YOUR OBJECTIVE — List every bank named in the passage on small-business credit.
---------- SELECTED EXCERPT ----------
Where credit flows freely
Since we're routinely tagged as doom-and-gloomers around here, we pause this morning to look for silver linings. We look past an 11-year low in the S&P 500, a 16-year high in unemployment claims, the delayed-but-not-dead bailout of the zombie U.S. auto industry, and the revelation it was Hank Paulson himself who threatened Congressmembers with martial law if they didn't authorize him to buy up toxic assets (which he then decided not to do)… and see a bright side.
Yes, credit has frozen up — but only for the spendthrift. Credit-worthy borrowers who actually benefit their fellow humans buy developing products and services they want have no problem. From the Boston Globe:
Even as consumer loans become harder to get, many small businesses in Massachusetts report they are still able to borrow money.
In Franklin, Stephen Dunn, president of design and manufacturing firm Core Concepts Inc., says Benjamin Franklin Bank has invited him to renew his $1 million line of credit. In Woburn, Mike Jenoski, president of Duplication Management Inc., a printing and Web services company, says Enterprise Bank is encouraging him to borrow to expand his business. And in Jamaica Plain, Katherine Mainzer, co-owner of Bella Luna Restaurant and the Milky Way Lounge, says she is about to close on a $360,000 loan from Citizens Bank to relocate.
---------- DATASET CONTENT ----------
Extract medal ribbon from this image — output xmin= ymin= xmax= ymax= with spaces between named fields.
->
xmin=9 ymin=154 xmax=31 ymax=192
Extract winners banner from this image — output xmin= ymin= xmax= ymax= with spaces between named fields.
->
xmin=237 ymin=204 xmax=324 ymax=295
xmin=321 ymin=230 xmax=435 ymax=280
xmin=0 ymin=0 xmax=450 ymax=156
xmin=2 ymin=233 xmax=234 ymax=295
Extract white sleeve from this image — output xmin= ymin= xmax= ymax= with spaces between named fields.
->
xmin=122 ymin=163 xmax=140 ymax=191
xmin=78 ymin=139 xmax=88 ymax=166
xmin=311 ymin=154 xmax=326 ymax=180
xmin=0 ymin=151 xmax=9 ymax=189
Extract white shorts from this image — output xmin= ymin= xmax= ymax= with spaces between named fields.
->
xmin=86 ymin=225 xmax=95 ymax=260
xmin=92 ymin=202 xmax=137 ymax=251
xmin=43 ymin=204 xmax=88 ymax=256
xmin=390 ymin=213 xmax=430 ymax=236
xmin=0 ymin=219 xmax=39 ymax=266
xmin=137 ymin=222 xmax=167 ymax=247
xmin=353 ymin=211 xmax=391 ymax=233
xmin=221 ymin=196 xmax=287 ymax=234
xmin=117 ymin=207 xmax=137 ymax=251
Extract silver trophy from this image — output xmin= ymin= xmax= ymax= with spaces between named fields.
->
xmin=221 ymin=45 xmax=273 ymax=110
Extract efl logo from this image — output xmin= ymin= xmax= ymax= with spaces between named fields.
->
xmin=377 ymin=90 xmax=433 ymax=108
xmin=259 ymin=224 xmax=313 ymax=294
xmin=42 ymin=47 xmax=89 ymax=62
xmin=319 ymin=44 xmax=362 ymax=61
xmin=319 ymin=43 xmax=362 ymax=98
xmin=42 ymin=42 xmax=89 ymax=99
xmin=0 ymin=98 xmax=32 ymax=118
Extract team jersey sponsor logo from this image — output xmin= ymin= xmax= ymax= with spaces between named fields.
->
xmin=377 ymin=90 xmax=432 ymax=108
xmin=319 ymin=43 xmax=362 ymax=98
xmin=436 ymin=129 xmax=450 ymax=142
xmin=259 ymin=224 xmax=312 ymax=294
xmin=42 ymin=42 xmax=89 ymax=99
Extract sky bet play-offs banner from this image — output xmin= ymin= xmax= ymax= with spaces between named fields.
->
----------
EXERCISE OUTPUT — Benjamin Franklin Bank, Enterprise Bank, Citizens Bank